- Born: December 25, 1943 Mobile, Alabama
- Died: May 15, 2002 (aged 58) Washington, D.C.
- Occupation: Author
- Writing career
- Genre: Fantasy
- Notable work: Excalibur (1973)

= Sanders Anne Laubenthal =

American poet

Sanders Anne Laubenthal (December 25, 1943 - May 15, 2002) was an American poet, novelist, historian and textbook writer.

==Life==
Laubenthal served the United States Air Force from the time of the Vietnam War, starting writing on-the-job training books for trainees in comic book style to train for lower level jobs such as dining hall cooks. She served as editor of many Air Force professional journals. Having reached the rank of Major in the Air Force, she retired, but continued to do research and write many reports/articles for the military. She had just finished her last military project and received payment for another reprint for Excalibur before she died from diabetic complications. Friends describe her as a quiet lady who was loyal and always creating.

> _Information shown_:
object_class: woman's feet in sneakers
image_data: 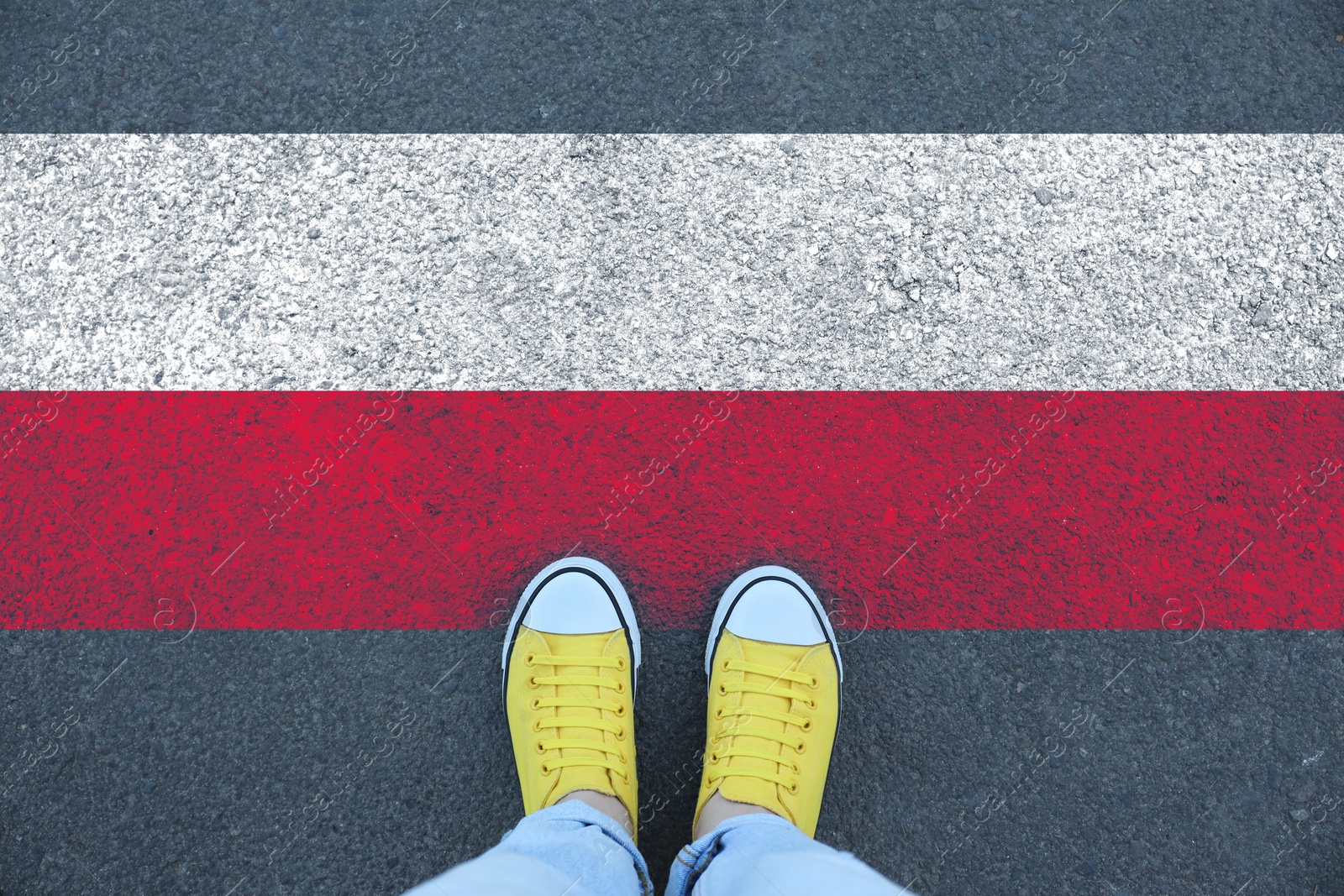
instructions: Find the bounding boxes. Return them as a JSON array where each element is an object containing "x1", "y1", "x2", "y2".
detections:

> _Requests_:
1. Answer from the Laubenthal biography, one line each:
(a) In what city and state was she born?
(b) What rank had she reached in the Air Force before she retired?
(c) What is listed as her notable work, and in what year?
2. Please write what comes next in the Laubenthal biography, picking up after its final sentence.

> _Answers_:
1.
(a) Mobile, Alabama
(b) Major
(c) Excalibur (1973)

2.
==Literary career==
Much of Laubenthal's work concerns Mobile, Alabama, of which she was a native. She also wrote about the history of unrecorded areas of Scotland. She is best known, however, for one major work, the Arthurian fantasy Excalibur, first published in the Ballantine Adult Fantasy series in August 1973 and reprinted a number of times since.

==Bibliography==
===Novels===
- The Last Confederate (1967)
- Excalibur (1973)

===Poetry===
- Songs of Mobile (1962)
- The Gates of Wonder (1966)
- Interlude and Other Poems (1969)

===Nonfiction===
- A History of John Hay Air Base, Baguio City, Philippines (1981)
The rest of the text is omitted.